### Zur Aufgabe
Seit wann haben Ehrenamtler in allen NRW-Gefängnissen laut dem Ausgangstext keinen Zugang mehr?

### Ausgangstext
━━━

Solinger Bergische Morgenpost/Remscheid
Häftlinge beweisen in Corona-Zeiten Geduld.
Seit März 2020 dürfen die Insassen der JVA Remscheid ihre Angehörigen nicht mehr in den Arm nehmen. Hafturlaub gibt es nicht mehr.
Vor einem Jahr bat Bundespräsident Frank-Walter Steinmeier sie zum Neujahrsempfang ins Schloss Bellevue. Zum Dank für ihre Arbeit mit Mördern und Totschlägern in der Justizvollzugsanstalt (JVA) Remscheid. Kurz darauf sorgte Corona dafür, dass Marion Fabricius das Gefängnis in Lüttringhausen nicht mehr betreten durfte. „Plötzlich brach alles zusammen“, sagt die 55-jährige Lehrerin, die die Langzeitinhaftierten bis dahin in einer Gesprächsgruppe traf.
Das Angebot ist nicht das einzige, das es in der Pandemie nicht mehr gibt. In allen NRW-Gefängnissen haben Ehrenamtler wie Marion Fabricius seit März 2020 keinen Zugang mehr, weshalb nach Besuchsverboten und gestrichenen Freigängen die sozialen Kontakte zusätzlich abnahmen.

━━━

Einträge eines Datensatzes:

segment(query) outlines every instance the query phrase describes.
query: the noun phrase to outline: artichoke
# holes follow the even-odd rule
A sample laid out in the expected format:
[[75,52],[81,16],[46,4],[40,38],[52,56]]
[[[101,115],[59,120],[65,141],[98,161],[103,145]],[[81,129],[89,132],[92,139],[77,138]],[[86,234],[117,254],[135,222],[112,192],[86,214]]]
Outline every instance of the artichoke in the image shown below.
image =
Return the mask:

━━━

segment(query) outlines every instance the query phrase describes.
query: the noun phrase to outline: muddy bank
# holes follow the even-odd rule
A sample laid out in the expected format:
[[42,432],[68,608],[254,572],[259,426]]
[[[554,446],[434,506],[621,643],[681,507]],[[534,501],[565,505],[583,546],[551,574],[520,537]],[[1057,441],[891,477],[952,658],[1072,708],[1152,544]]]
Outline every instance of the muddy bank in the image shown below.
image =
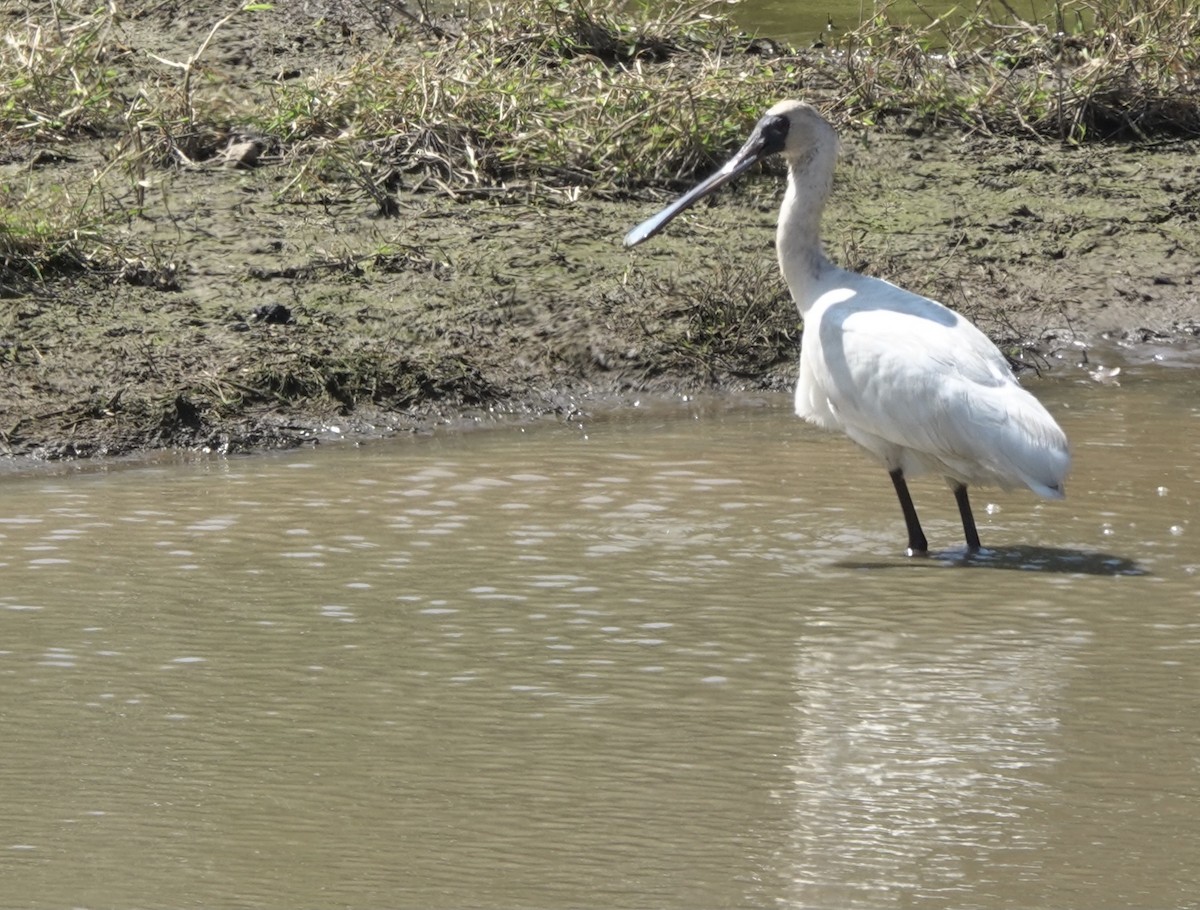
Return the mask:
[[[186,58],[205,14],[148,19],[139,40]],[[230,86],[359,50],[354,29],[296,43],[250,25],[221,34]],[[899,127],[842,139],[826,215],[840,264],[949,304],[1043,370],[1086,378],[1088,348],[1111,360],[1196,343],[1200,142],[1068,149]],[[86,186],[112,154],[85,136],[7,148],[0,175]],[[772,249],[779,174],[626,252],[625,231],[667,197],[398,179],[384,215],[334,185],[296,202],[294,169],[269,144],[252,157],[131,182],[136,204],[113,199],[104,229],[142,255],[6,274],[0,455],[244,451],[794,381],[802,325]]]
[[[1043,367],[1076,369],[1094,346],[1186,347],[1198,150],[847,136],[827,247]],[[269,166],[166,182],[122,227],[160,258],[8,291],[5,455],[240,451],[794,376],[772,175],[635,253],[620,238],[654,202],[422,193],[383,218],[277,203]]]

━━━

### Ergebnis der Aufgabe
Seit März 2020.